Rewrite the passage from the text on the source of the Bāb's knowledge, starting with "The Bāb’s Education" and going on through "1919), pp. 56–57.", with "sheets" put in place of "papers".

── Excerpt

The source of the Bāb and Bahā’u’llāh’s Knowledge

Baha’is believe that the Bab, Bahā’u’llāh, and `Abdu’l-Bahā were divinely inspired and received knowledge directly from God. For instance this is how Bahā’u’llāh claims he received divine knowledge:

“Whenever We desire to quote the sayings of the learned and of the wise, presently there will appear before the face of thy Lord in the form of a tablet all that which hath appeared in the world and is revealed in the Holy Books and Scriptures.”

Reference: Bahā’u’llāh, Tablets of Bahā’u’llāh Revealed After the Kitāb-i-Aqdas, p. 149.

The Bāb’s Education

One day I was in the Khāl’s (the Bāb’s uncle) house when I saw that his highness (the Bāb) returned from school while he was holding some papers. I asked him, “What are these?” He replied with a weak whisper, “These are my homework (or calligraphy practices).”

Reference: Mīrzā Abu l-Faḍl Gulpāygānī and Mirza Mihdī Gulpāygānī, Kashf al-ghitā’ (Tashkent, 1919), pp. 56–57.

Esslemont too admits that the Bāb had received education at school:

“In childhood He learned to read, and received the elementary education customary for children.”

────
── Given entries

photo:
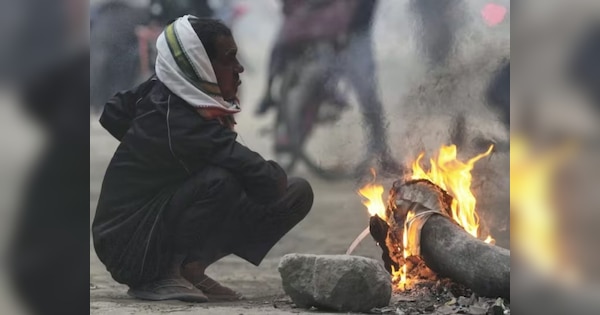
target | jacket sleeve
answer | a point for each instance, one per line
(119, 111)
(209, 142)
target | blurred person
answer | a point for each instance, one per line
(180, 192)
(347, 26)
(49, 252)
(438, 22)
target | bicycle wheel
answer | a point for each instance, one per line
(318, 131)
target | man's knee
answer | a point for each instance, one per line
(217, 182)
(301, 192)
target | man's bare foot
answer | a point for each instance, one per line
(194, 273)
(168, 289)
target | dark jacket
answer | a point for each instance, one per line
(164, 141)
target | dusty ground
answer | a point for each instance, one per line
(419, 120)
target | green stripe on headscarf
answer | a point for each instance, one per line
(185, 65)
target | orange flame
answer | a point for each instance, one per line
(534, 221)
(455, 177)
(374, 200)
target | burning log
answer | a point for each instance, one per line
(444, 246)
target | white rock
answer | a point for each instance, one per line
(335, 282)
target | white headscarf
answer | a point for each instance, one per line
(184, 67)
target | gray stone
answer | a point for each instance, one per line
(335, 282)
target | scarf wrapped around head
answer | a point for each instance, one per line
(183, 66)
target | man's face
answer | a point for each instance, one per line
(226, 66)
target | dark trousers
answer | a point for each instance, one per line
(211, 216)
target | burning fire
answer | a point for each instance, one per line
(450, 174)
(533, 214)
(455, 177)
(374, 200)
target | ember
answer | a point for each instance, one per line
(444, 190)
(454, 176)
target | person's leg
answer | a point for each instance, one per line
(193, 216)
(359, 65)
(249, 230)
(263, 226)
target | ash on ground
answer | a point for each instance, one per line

────

Response
The Bāb’s Education

One day I was in the Khāl’s (the Bāb’s uncle) house when I saw that his highness (the Bāb) returned from school while he was holding some sheets. I asked him, “What are these?” He replied with a weak whisper, “These are my homework (or calligraphy practices).”

Reference: Mīrzā Abu l-Faḍl Gulpāygānī and Mirza Mihdī Gulpāygānī, Kashf al-ghitā’ (Tashkent, 1919), pp. 56–57.